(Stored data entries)

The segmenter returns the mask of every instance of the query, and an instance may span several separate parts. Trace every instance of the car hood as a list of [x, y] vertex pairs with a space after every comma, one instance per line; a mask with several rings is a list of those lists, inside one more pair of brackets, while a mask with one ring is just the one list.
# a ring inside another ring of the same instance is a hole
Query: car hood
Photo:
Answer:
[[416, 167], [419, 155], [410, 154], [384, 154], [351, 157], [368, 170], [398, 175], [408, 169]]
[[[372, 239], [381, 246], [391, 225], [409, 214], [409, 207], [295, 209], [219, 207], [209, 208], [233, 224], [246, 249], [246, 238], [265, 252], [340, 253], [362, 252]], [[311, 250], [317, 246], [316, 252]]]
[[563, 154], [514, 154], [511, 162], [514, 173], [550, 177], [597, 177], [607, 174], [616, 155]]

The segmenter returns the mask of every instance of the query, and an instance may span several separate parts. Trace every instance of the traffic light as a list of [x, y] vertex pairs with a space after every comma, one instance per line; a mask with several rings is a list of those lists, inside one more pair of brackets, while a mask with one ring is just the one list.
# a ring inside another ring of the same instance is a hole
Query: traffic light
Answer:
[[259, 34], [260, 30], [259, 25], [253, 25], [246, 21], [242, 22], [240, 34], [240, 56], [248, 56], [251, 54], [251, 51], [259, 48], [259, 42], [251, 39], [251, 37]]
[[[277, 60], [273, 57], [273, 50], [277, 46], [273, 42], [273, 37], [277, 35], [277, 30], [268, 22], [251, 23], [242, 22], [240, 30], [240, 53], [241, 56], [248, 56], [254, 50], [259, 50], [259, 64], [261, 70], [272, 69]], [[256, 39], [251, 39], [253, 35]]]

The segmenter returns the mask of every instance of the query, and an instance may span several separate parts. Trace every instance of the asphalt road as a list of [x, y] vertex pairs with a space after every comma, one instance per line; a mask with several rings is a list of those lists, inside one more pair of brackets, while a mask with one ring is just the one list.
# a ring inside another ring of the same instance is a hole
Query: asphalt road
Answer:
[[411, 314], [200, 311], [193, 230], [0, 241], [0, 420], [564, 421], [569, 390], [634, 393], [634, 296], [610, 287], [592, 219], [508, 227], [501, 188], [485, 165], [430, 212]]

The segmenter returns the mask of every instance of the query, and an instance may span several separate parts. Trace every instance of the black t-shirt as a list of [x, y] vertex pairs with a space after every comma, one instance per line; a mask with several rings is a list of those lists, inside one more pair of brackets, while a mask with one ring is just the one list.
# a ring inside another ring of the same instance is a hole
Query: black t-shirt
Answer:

What to work on:
Please swap "vertex pairs" for "coordinate pairs" throughout the data above, and write all of it out again with nothing else changed.

In response:
The segmenter returns the mask of every instance of the query, and an instance may span several separate parts. Trace every instance of the car hood as a list of [x, y] coordinate pairs with a space after every comma, one instance per line; a mask with several rings is a list of those lists, inside one more pair of brackets, while a mask with one ring is just the one list.
# a ring inside another ring of the same instance is a hole
Query: car hood
Photo:
Answer:
[[416, 167], [419, 155], [410, 154], [384, 154], [351, 157], [368, 170], [398, 175], [408, 169]]
[[[372, 239], [381, 246], [391, 225], [409, 214], [409, 207], [295, 209], [219, 207], [209, 208], [233, 224], [246, 249], [246, 238], [265, 252], [340, 253], [362, 252]], [[311, 250], [317, 246], [316, 252]]]
[[563, 154], [514, 154], [511, 162], [514, 173], [550, 177], [597, 177], [607, 174], [616, 155]]

The segmenter returns the mask of every instance of the query, and an instance may span several separate parts. Trace every instance of the traffic light as a list of [x, y] coordinate pairs with a space after every comma, one instance per line; a mask with several rings is a list of those lists, inside one more pair of brackets, while a mask with one ring is just the one list.
# a ring inside another ring of the same instance is a hole
Query: traffic light
Answer:
[[259, 34], [260, 30], [259, 25], [253, 25], [246, 21], [242, 22], [240, 34], [240, 56], [248, 56], [251, 54], [251, 51], [259, 48], [259, 42], [251, 39], [251, 37]]
[[[277, 60], [273, 57], [273, 50], [277, 46], [273, 42], [273, 37], [277, 35], [277, 30], [268, 22], [251, 23], [242, 22], [240, 30], [240, 53], [241, 56], [248, 56], [254, 50], [259, 50], [259, 64], [261, 70], [272, 69]], [[256, 39], [251, 39], [253, 35]]]

The segmenter returns the mask of every instance of the query, and an instance may span several separate parts. Trace every instance of the asphalt road as a list of [x, y] coordinate pairs with a space after every comma, one instance per line; a mask with several rings is a list of those lists, inside one more pair of brackets, while a mask with one ring is just the one list.
# a ring inside another ring of the same instance is a hole
Query: asphalt road
Answer:
[[411, 314], [200, 311], [193, 230], [0, 241], [0, 420], [564, 421], [569, 390], [634, 393], [634, 296], [610, 287], [592, 219], [508, 227], [501, 188], [485, 165], [430, 212]]

The segmenter returns the mask of every instance of the query, and an instance may span several separate parts. Trace every instance of the black t-shirt as a list of [x, y] coordinate pairs with a space after every comma, one instance per line; a mask with several rings is a list of those lists, inside one more pair of brackets, while a mask with one ring is just the one list.
# a ring inside another ring of the same instance is a hole
Query: black t-shirt
Answer:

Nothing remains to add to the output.